--- TEXT PROVIDED ---
Last Updated: 14 November 2011

FEDERAL COURT OF AUSTRALIA


Gilbert v Minister for Immigration and Citizenship [2011] FCA 1289


Citation:
Gilbert v Minister for Immigration and Citizenship [2011] FCA 1289


Parties:
ROY JOSEPH GILBERT v MINISTER FOR IMMIGRATION AND CITIZENSHIP


File number:
VID 971 of 2011


Judge:
NORTH J


Date of judgment:
11 November 2011


Date of hearing:
21 October 2011


Place:
Melbourne


Division:
GENERAL DIVISION


Category:
No Catchwords


Number of paragraphs:
27


Counsel for the Applicant:
Mr G Hughan with Mr N Wood


Solicitor for the Applicant:
Carina Ford Immigration Lawyers


Counsel for the Respondent:
Mr R Knowles


Solicitor for the Respondent:
Australian Government Solicitor

IN THE FEDERAL COURT OF AUSTRALIA

VICTORIA DISTRICT REGISTRY

GENERAL DIVISION
VID 971 of 2011

BETWEEN:
ROY JOSEPH GILBERT
Applicant
AND:
MINISTER FOR IMMIGRATION AND CITIZENSHIP
Respondent

JUDGE:
NORTH J
DATE OF ORDER:
11 NOVEMBER 2011
WHERE MADE:
MELBOURNE

THE COURT ORDERS THAT:


  1. The application filed on 7 September 2011 by the applicant for an extension of time to appeal from the orders of Marshall J made on 23 January 2008 is refused.
  2. The applicant pay the respondent’s costs of the application.

Note: Entry of orders is dealt with in Rule 39.32 of the Federal Court Rules.

--- EXERCISE DESCRIPTION ---
Summarize the Federal Court judgment excerpt above in two sentences.

--- INFORMATION PROVIDED ---
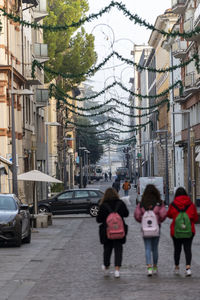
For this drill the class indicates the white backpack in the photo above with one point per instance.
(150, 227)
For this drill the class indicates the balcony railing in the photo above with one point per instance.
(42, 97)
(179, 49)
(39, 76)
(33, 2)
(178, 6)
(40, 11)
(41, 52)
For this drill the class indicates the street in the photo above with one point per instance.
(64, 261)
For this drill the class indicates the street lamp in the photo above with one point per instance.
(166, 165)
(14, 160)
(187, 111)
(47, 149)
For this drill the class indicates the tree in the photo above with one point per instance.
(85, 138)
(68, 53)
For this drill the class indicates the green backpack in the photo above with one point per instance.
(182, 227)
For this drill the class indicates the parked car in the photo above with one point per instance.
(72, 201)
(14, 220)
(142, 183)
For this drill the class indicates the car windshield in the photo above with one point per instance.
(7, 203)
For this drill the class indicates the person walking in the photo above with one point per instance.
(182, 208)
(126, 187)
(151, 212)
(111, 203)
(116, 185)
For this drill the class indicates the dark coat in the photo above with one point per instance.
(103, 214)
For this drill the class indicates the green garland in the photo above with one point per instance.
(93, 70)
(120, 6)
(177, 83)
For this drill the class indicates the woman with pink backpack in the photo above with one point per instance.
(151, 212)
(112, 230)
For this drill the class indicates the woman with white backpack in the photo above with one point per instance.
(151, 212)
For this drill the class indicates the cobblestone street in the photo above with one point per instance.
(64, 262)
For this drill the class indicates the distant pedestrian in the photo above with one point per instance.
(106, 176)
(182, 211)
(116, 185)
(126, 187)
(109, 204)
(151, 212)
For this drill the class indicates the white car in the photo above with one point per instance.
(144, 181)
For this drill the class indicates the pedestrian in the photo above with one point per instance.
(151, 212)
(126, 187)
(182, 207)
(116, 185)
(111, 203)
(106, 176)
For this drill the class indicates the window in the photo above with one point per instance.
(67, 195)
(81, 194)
--
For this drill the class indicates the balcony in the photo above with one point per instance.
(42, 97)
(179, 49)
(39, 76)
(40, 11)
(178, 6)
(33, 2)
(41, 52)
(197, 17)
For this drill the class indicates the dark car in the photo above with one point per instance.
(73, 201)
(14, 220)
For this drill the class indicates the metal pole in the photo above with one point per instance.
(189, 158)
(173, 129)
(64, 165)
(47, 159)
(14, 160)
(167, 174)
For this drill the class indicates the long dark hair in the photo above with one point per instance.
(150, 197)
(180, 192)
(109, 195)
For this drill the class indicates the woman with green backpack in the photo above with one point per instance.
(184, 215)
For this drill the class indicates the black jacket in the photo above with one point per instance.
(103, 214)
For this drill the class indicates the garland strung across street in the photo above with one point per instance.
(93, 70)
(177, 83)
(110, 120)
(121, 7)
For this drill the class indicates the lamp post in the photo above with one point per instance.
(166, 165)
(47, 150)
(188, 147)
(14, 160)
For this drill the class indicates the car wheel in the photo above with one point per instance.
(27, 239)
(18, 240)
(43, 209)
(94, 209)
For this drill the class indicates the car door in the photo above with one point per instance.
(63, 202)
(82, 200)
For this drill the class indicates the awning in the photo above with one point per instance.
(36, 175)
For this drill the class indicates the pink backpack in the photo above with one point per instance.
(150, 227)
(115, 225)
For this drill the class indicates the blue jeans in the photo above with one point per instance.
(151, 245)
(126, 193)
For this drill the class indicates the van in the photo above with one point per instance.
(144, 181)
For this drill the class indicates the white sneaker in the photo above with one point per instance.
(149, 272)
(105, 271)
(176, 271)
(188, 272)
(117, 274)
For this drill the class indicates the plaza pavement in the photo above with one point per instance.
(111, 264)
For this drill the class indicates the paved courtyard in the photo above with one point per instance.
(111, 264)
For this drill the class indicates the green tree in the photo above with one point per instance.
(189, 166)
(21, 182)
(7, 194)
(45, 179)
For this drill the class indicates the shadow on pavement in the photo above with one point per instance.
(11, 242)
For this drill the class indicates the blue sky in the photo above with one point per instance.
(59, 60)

--- EXERCISE OUTPUT ---
In Gilbert v Minister for Immigration and Citizenship [2011] FCA 1289, North J of the Federal Court of Australia made orders in Melbourne on 11 November 2011 after a hearing on 21 October 2011. The court refused Roy Joseph Gilbert's application, filed on 7 September 2011, for an extension of time to appeal from orders made by Marshall J on 23 January 2008, and ordered him to pay the respondent Minister's costs of the application.